[BEGIN Excerpted passage]
To install Punkt model, typing *nltk.download()* will open up the bellow GUI, where you can go to models, select punkt and click on download.
![punkt_installer](punkt_install.jpg "Punkt Installer")


# Dataset -1 : Movie Reviews

We will use Movie review dataset for sake of understanding.

### Downloading a corpus

In [20]:
import nltk
nltk.download('movie_reviews')
nltk.download()

[nltk_data] Downloading package movie_reviews to
[nltk_data]     /home/jaley/nltk_data...
[nltk_data]   Package movie_reviews is already up-to-date!
showing info https://raw.githubusercontent.com/nltk/nltk_data/gh-pages/index.xml


True

### Path where NLTK searches

In [18]:
print nltk.data.path

['/home/jaley/nltk_data', '/usr/share/nltk_data', '/usr/local/share/nltk_data', '/usr/lib/nltk_data', '/usr/local/lib/nltk_data']


### Getting the details of corpus

In [25]:
from nltk.corpus import movie_reviews
print 'No of documents in corpus  : ',len(movie_reviews.fileids())
print 'Categories of movie Review : ',movie_reviews.categories()
print '\nExample of filenames(pos)  : ',movie_reviews.fileids('pos')[:2]
print 'Example of filenames(neg)  : ',movie_reviews.fileids('neg')[:2]

#Words from sample files(pos)
print '\n{} Words from filenames(pos)  : '.format(len(movie_reviews.words('pos/cv000_29590.txt'))),
print movie_reviews.words('pos/cv000_29590.txt')

#Words from sample files(neg)
print '\n{} Words from filenames(neg)  : '.format(len(movie_reviews.words('neg/cv000_29416.txt'))),
print movie_reviews.words('neg/cv000_29416.txt')
print '\nExample of raw Text is : ',movie_reviews.raw('pos/cv000_29590.txt').split('.')[0]
print '\nMovie Review sentences : ',movie_reviews.sents('pos/cv000_29590.txt')
[END Excerpted passage]
Copy the stretch of the NLTK corpus excerpt from "To install Punkt" through "nltk.download('movie_reviews')". The records that follow come from a separate source.
[BEGIN Dataset content]
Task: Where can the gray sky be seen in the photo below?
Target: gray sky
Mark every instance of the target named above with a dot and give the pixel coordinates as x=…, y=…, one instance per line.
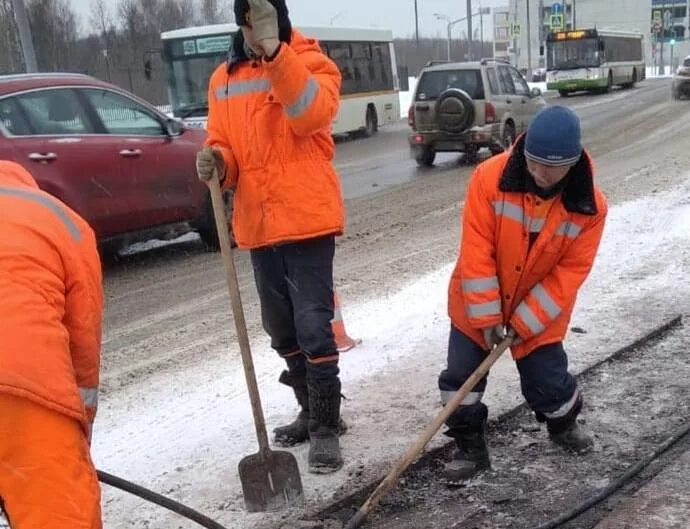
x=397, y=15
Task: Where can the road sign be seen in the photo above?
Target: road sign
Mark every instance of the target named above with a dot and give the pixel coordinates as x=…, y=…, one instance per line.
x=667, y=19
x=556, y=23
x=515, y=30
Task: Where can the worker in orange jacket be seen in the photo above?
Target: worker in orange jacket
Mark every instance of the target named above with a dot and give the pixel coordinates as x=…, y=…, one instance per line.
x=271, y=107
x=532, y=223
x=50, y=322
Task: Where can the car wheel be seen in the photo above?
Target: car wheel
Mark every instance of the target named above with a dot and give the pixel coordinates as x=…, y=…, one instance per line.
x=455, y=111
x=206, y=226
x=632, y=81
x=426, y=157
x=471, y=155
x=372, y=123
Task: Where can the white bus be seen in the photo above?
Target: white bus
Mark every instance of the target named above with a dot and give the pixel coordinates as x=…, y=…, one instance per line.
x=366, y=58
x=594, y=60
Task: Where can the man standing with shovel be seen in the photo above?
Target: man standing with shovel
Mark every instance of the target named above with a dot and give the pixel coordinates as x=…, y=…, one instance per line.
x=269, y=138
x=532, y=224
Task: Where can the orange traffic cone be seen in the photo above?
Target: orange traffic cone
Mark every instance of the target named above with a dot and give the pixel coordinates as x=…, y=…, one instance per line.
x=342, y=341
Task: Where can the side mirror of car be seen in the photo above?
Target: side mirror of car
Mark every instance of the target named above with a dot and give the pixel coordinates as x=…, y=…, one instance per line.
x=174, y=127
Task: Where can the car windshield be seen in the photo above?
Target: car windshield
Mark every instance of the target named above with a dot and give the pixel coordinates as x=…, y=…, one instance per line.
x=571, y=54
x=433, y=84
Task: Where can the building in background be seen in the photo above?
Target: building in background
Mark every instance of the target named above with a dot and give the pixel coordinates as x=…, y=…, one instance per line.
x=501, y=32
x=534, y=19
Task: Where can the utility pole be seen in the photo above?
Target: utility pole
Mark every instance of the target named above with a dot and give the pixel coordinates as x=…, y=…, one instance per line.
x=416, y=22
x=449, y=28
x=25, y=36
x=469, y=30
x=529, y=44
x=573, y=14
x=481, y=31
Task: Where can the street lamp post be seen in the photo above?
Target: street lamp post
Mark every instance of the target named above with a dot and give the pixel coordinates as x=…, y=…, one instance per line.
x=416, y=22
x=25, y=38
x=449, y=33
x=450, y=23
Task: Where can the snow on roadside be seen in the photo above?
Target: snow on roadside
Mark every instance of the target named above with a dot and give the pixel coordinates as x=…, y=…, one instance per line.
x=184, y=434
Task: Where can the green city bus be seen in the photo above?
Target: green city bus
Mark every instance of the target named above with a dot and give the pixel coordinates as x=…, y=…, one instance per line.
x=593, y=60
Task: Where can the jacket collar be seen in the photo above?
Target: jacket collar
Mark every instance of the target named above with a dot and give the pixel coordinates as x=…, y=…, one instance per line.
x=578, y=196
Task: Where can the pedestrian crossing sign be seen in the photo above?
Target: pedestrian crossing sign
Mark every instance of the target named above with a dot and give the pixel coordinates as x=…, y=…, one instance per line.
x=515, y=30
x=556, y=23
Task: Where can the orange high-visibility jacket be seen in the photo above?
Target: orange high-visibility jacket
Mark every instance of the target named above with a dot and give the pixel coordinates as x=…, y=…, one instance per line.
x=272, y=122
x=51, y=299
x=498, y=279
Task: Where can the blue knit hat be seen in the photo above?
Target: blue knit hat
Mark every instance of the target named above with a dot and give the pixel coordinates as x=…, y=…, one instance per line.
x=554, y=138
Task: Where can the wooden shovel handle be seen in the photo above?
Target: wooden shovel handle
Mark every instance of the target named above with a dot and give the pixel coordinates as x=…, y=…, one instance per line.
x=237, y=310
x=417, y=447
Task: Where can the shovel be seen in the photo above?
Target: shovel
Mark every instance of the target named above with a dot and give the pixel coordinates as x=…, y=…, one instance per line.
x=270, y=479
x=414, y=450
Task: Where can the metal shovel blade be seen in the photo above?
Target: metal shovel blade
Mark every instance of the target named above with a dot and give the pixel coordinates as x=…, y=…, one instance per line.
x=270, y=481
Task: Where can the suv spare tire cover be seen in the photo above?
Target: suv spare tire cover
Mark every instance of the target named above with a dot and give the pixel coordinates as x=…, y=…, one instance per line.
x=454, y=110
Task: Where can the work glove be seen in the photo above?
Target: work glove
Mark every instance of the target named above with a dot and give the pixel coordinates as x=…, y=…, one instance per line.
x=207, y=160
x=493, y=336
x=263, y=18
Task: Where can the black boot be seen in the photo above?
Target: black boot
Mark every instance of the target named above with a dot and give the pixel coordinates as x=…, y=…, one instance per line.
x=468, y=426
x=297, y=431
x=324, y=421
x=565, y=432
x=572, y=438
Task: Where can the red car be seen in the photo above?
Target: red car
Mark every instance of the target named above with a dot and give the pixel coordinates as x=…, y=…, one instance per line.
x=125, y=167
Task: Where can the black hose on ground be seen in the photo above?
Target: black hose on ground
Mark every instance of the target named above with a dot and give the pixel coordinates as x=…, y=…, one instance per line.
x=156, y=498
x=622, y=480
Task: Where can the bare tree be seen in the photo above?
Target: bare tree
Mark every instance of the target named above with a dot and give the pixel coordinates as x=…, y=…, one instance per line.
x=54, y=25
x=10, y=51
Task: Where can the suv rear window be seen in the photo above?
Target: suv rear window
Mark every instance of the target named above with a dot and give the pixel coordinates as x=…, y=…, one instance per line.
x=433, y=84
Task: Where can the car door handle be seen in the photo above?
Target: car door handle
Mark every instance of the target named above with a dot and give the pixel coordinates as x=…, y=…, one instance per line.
[END Dataset content]
## Expected output
To install Punkt model, typing *nltk.download()* will open up the bellow GUI, where you can go to models, select punkt and click on download.
![punkt_installer](punkt_install.jpg "Punkt Installer")


# Dataset -1 : Movie Reviews

We will use Movie review dataset for sake of understanding.

### Downloading a corpus

In [20]:
import nltk
nltk.download('movie_reviews')